I’d recently had a conversation with a dear friend comparing professions. As you may know from this blog, my desire is become a filmmaker and to give others the sense of wonder I grew up yearning. My friend is working her way towards becoming a counselor.
She marveled at my choice profession, amazed by the overwhelming goal of it all. This made me think, “Why am I not so taken aback like everyone else with whom I discuss this career path? Why do people react this way?” It almost became frustrating to hear people react surprisingly. Yes, I know there is little filmmaking in Maine, but I know this is what I want to do.
I myself marvel at her goal. To work one on one with an individual who is experiencing trauma and/or grief must be a daunting task, right? Then I began to notice the similarities. As evidenced by her volition, she is happy being able to help others. And for myself, my goal is to work at a job in which A: it doesn’t feel like work; and B: to help others who also look to film as an eye-opener, feel the same sense of wonder I did when growing up.
But how else are these vastly different career goals similar? The answer lies in Malcolm Gladwell and his theory.
In Malcolm Gladwell’s “10,000 hours theory” (Not official name), if you want to master a skill, then you must practice around ten thousand hours worth of said skill. To put that in perspective, if you worked in your desired profession, then you’d still need forty hours a week for nearly five years to achieve that number.
Now in my current status, much like John August of Scripnotes podcast mentioned in episode Six, I too count other elements of writing into this total.
My “writing” began when I was as young as three. I’d play with my Tonka trucks in the dirt near my porch, and envision the world of construction and forestry. My father was a diesel mechanic, so often times my Christmas and birthday gifts were die cast metal replicas of skidders, fellerbunchers, de-limbers, graders, and other sorts of deforesting heavy machinery.
These factions of metal toys fueled stories in the dirt. I’d start with small, simple scenarios, then move onto more complex situtations by introducing chaos– “we’re running low on dirt for the next haul!” Even if that really didn’t make much sense.

### Stated exercise
Answer these questions using the blog post on career goals above.
1. What profession is the writer's friend working toward?
2. According to the post, how many hours a week, for about how long, would it take to reach ten thousand hours?
3. What was the writer's father's job?

### Supplied data
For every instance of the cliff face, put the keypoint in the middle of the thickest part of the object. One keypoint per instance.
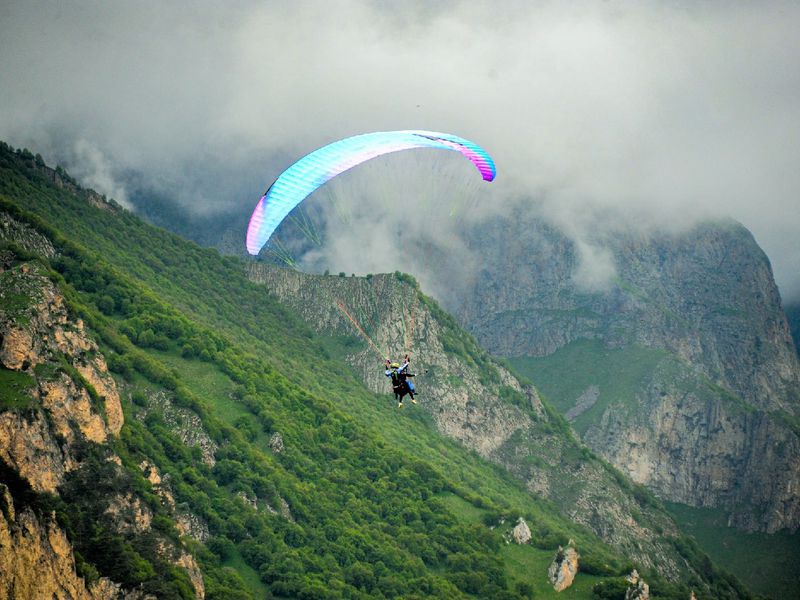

### Result
1. A counselor.
2. Forty hours a week for nearly five years.
3. A diesel mechanic.